▶ Tasks
A. In the passage on abortion politics, why does the text say late-term abortions are generally unpopular?
B. Reproduce the passage on abortion politics from "Late-term abortions are" to "they’ve been raped.".

╭─ Selected extract

Late-term abortions are generally unpopular for reasons of both emotion and science: as a child develops further in the womb and as ultrasound technology advances, it is simply harder to look at that child and deny his or her humanity. The Kermit Gosnell case drove home that reality. On the other hand, for equally powerful emotional reasons, voters tend to be unwilling to ban women from getting an abortion after they’ve been raped.

Neither of these is a logical distinction to those of us who see the abortion issue as a straightforward question of who is and is not a human being. But voters’ emotional and empathetic reactions are the stuff of democracy, and we ignore them at our political peril.

╰─
╭─ Data excerpts

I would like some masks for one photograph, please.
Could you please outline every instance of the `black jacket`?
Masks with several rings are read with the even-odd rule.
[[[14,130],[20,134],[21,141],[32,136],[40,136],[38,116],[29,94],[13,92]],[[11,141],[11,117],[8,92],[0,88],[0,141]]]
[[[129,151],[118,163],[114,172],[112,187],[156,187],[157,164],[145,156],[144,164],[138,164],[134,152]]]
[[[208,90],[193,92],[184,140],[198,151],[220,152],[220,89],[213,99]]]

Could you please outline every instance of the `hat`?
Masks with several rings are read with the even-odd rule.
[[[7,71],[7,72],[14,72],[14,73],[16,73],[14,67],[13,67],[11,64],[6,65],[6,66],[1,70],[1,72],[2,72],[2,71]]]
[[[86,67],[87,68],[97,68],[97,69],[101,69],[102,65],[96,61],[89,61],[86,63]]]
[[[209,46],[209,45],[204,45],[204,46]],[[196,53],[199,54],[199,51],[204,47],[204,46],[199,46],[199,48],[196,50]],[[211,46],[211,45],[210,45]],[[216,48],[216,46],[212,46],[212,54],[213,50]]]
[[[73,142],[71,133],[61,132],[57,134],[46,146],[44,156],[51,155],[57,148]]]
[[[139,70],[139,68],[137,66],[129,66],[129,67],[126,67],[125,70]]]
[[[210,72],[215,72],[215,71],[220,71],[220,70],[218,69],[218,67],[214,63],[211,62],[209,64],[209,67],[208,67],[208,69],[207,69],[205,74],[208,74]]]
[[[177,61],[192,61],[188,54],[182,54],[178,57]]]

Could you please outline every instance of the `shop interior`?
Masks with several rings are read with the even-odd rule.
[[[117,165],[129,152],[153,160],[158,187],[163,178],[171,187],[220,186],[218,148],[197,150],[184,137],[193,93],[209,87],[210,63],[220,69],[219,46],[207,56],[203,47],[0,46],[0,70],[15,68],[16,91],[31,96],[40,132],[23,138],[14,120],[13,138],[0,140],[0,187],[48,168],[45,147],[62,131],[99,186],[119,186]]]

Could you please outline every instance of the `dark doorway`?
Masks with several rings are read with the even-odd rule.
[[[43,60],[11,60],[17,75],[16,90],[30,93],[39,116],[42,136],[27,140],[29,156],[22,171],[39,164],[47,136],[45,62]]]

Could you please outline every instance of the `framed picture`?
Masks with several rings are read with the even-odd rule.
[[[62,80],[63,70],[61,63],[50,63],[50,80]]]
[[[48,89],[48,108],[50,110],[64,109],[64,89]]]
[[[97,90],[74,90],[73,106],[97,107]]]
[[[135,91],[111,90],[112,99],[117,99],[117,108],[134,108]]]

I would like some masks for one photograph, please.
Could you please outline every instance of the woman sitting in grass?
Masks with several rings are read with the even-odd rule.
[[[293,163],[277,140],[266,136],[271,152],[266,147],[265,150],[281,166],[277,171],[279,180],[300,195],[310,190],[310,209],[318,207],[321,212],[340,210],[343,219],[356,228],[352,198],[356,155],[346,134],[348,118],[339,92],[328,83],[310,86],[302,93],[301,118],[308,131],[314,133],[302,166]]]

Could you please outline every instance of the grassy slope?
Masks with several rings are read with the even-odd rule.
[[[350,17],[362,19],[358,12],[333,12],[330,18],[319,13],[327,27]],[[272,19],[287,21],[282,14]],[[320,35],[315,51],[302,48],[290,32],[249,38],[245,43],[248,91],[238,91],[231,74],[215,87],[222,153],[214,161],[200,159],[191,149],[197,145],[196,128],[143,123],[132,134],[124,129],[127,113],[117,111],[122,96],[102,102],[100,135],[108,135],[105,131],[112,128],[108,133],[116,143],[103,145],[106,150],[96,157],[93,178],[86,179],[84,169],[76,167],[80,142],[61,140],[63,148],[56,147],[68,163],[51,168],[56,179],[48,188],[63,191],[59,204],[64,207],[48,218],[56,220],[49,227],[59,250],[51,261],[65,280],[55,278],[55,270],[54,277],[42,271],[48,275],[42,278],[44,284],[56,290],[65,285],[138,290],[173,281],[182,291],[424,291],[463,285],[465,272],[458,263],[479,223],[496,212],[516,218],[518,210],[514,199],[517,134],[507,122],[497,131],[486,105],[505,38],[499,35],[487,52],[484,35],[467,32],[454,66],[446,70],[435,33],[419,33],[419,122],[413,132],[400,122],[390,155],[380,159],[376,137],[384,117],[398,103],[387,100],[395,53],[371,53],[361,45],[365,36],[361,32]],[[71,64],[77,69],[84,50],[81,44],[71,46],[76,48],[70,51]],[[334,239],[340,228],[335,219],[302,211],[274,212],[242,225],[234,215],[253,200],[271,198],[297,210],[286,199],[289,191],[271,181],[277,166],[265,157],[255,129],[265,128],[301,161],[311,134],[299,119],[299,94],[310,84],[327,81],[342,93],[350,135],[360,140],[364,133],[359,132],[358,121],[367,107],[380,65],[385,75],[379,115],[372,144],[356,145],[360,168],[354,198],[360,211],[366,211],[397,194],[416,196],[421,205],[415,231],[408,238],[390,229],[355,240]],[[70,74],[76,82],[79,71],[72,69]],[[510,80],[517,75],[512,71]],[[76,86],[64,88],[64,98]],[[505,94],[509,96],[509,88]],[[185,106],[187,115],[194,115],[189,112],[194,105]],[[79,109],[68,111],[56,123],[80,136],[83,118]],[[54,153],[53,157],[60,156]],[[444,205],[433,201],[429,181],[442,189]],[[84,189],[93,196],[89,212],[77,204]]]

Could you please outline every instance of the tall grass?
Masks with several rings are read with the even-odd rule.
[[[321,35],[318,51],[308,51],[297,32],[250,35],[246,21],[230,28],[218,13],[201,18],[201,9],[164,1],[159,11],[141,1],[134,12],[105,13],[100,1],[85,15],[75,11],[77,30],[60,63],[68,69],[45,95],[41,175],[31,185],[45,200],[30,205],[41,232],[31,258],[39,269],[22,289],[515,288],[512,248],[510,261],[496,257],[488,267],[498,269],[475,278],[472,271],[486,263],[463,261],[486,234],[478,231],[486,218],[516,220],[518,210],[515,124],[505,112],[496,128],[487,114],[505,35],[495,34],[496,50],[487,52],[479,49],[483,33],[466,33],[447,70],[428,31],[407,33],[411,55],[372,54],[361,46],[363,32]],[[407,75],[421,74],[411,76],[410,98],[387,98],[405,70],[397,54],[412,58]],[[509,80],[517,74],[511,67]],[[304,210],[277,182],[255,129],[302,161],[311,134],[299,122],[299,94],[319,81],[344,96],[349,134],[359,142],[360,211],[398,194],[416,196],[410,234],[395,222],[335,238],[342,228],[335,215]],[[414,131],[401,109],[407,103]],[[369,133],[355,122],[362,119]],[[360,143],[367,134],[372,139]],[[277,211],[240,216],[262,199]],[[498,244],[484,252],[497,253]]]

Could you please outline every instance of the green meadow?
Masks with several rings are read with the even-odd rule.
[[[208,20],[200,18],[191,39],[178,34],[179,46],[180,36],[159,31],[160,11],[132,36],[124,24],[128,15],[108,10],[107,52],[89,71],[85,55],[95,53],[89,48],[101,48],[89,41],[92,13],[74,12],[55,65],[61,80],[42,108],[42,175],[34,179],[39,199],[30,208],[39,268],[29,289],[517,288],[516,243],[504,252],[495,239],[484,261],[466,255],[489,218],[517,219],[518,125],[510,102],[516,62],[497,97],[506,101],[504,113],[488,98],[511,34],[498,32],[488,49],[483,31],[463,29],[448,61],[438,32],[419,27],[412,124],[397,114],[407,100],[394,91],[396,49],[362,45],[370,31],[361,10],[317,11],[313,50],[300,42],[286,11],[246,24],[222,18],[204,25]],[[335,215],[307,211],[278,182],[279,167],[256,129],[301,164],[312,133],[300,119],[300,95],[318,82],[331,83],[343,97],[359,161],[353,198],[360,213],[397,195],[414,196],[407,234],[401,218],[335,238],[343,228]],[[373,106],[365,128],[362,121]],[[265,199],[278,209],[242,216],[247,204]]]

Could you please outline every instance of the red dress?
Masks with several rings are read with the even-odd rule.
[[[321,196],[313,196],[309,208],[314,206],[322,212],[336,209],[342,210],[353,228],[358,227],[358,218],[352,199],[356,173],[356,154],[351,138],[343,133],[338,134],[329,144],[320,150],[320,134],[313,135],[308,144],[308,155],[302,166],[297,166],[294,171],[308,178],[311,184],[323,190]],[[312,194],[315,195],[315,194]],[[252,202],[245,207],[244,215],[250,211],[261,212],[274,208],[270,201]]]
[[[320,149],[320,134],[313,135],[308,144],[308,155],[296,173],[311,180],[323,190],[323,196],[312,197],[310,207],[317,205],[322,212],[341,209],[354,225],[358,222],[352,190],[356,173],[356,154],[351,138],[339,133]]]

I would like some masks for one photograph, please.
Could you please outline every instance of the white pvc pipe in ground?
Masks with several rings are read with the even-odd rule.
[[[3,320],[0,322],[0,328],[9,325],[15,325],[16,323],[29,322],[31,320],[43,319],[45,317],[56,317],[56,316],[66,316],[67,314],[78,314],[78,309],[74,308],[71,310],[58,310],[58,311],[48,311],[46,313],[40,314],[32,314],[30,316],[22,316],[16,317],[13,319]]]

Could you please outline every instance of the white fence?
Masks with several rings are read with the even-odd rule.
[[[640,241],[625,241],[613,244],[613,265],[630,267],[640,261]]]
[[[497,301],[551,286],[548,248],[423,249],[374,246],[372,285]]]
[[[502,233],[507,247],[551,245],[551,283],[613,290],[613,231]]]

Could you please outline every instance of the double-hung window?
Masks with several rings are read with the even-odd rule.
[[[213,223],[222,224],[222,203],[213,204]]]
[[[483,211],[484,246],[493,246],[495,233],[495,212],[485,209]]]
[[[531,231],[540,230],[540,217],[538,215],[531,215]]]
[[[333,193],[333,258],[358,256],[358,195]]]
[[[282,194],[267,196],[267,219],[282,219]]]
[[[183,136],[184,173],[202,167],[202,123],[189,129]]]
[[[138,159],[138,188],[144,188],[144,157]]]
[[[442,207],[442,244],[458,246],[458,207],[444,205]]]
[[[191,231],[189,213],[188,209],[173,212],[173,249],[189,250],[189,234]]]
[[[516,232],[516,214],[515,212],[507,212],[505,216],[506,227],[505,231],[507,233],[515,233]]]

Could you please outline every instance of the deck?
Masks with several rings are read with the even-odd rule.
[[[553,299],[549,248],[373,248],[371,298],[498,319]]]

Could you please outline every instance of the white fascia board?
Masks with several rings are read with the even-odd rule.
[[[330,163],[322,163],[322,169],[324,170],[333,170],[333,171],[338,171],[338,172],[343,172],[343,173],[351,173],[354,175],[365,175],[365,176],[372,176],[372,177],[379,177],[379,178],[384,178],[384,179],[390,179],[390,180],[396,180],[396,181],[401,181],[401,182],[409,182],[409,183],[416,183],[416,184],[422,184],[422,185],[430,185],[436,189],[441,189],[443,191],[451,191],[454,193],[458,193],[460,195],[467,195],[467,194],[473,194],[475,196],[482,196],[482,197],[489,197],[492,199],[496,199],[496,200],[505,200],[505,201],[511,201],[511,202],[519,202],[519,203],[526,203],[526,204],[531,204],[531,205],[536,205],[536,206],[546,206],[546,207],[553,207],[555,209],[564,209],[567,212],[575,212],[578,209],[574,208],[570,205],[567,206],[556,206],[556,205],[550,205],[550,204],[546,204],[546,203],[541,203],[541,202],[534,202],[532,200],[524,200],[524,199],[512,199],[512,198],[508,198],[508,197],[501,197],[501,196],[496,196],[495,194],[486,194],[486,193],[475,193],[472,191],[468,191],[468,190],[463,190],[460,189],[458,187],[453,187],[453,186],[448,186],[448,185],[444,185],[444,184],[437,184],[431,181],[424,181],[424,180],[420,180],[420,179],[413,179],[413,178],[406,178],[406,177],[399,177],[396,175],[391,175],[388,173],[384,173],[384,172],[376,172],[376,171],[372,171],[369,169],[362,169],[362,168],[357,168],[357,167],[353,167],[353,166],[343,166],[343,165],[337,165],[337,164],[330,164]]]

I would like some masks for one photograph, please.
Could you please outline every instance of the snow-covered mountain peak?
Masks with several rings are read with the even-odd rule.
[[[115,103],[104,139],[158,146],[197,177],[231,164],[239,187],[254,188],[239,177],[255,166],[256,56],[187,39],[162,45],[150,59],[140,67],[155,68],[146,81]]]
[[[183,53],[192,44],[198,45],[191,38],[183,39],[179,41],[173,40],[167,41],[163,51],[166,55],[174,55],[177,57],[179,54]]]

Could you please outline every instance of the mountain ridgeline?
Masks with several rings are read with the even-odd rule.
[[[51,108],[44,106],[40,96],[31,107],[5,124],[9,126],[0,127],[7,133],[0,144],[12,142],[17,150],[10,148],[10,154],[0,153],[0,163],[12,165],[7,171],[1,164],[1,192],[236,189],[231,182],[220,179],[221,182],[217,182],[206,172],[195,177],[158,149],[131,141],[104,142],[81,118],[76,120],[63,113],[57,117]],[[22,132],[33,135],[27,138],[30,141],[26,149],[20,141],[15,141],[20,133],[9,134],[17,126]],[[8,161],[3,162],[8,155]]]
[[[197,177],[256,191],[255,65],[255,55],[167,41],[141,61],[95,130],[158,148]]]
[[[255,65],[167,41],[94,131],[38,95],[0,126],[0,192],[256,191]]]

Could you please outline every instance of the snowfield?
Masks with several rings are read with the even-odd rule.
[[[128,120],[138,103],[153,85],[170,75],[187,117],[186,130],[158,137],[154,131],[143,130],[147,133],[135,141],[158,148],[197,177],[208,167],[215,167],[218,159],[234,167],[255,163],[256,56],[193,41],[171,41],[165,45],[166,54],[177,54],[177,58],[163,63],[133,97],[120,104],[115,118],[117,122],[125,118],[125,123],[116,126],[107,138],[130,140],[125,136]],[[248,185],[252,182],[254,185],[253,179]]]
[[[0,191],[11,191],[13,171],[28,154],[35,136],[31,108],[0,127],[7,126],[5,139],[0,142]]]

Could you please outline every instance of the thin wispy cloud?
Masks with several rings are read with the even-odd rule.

╰─

▶ Results of the tasks
A. It gives reasons of both emotion and science. As a child develops further in the womb and ultrasound technology advances, it becomes harder to look at that child and deny his or her humanity.

B.
Late-term abortions are generally unpopular for reasons of both emotion and science: as a child develops further in the womb and as ultrasound technology advances, it is simply harder to look at that child and deny his or her humanity. The Kermit Gosnell case drove home that reality. On the other hand, for equally powerful emotional reasons, voters tend to be unwilling to ban women from getting an abortion after they’ve been raped.